Source information:

##############################

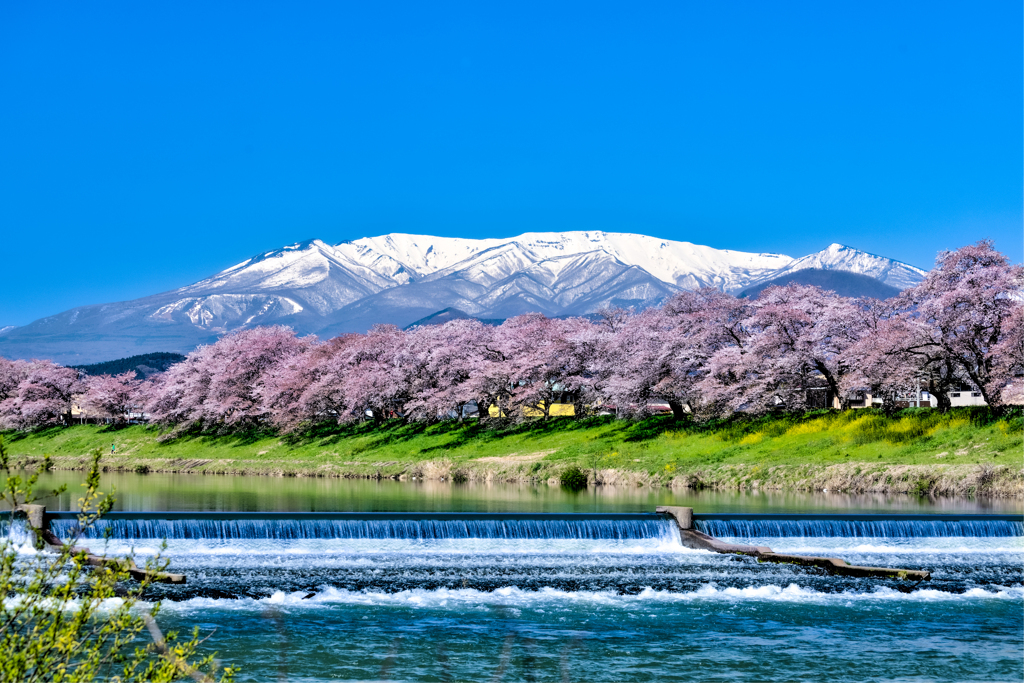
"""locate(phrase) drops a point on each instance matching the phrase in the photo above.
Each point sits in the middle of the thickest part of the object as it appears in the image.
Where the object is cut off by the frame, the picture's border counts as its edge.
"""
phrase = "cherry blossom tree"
(960, 315)
(12, 373)
(113, 395)
(221, 385)
(44, 396)
(438, 363)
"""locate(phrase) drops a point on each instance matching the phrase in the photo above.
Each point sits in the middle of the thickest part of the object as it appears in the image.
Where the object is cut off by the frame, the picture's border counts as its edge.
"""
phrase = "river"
(612, 603)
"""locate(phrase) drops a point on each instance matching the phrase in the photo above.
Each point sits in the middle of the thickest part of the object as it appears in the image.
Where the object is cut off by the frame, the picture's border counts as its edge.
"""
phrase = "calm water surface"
(616, 608)
(218, 493)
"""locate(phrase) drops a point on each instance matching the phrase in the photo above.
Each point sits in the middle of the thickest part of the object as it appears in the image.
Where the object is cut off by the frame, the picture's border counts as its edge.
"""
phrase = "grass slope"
(963, 452)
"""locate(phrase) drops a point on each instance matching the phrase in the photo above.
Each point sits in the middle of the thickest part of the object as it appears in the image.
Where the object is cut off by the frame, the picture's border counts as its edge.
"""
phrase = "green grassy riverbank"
(961, 453)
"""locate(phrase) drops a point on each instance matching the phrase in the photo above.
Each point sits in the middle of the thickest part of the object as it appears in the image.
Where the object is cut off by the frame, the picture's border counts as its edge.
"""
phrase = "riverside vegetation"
(963, 452)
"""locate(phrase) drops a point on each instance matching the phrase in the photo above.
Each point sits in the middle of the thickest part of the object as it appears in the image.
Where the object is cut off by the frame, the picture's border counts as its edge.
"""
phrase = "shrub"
(573, 478)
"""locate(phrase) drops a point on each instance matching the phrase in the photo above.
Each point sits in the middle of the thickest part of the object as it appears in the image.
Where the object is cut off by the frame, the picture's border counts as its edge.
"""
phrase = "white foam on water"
(472, 599)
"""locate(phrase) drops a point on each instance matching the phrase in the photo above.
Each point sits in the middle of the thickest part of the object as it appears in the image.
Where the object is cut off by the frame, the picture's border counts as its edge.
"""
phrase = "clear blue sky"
(145, 145)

##############################

What is expected: Word-for-word output of every record is needed, with images omitted.

Written answer:
"""locate(phrase) drops a point on each instance matching the phrase in the photo above.
Each point sits in the middle of the thickest part of the object as it appears in the image.
Where the object is cut off by the frame, the picture's border counts as its edge.
"""
phrase = "cherry blossom tree"
(960, 315)
(12, 373)
(113, 395)
(221, 385)
(44, 396)
(438, 363)
"""locate(phrase) drops a point on each instance matching the phrase in the photo above.
Each point sits in the middle of the thickest part of the object as it appears in the image.
Where the object is cut off by the frame, the picture's border counts as its edge.
"""
phrase = "river"
(612, 603)
"""locate(phrase) drops a point on each instance matching the phrase in the photo above.
Each point sits in the middle of the thickest part of the object as it appears in the image.
Where the object is cut off by the frame, the picture's border counts as its edge.
"""
phrase = "calm water surface"
(616, 608)
(218, 493)
"""locate(phrase) drops a point on each instance matching the phrase in the photo above.
Each point sits in the middle of the thickest part of the object as it appears in the image.
Where the object is cut off by the frame, the picture's border counts as its edge.
"""
phrase = "grass slope"
(963, 452)
"""locate(phrase) drops a point on each instance matching the phrase in the photo above.
Each point sits in the middle of the thickest part of the object as it appears in the image.
Where the object is cut off by the frame, the picture's border counts as its edge.
"""
phrase = "green grassy riverbank"
(961, 453)
"""locate(phrase) drops a point on each instance matching the phrase in the photo above.
Each point sits in the middle of the thickest part of the object as it appears in the image.
Where the object is cut off by the frame, the picture's border counts as its edge.
"""
phrase = "riverside vegetation"
(963, 452)
"""locate(phrase) drops a point on each instance matching the phrase in the photo above.
Each point sits in the middle of the thickest part of the object as it appears in the image.
Where the object is cut off by the frame, the picture's border counts as its edge.
"""
phrase = "shrub"
(573, 478)
"""locate(phrase) drops a point on each instance matching the phrase in the photo above.
Each point sits in the middle of the thickest part of the object as it appears in the image.
Where the object is cut off by the frame, the picture's border counts as its edge.
"""
phrase = "white foam on water"
(472, 599)
"""locate(phrase) drops a point on each instance matching the phrase in the photo above.
Each point sits in the middle of the thickest part of the object as it appears in the image.
Where the object is cut off by the frame, the picture's border counts as its edge.
"""
phrase = "clear blue sky"
(145, 145)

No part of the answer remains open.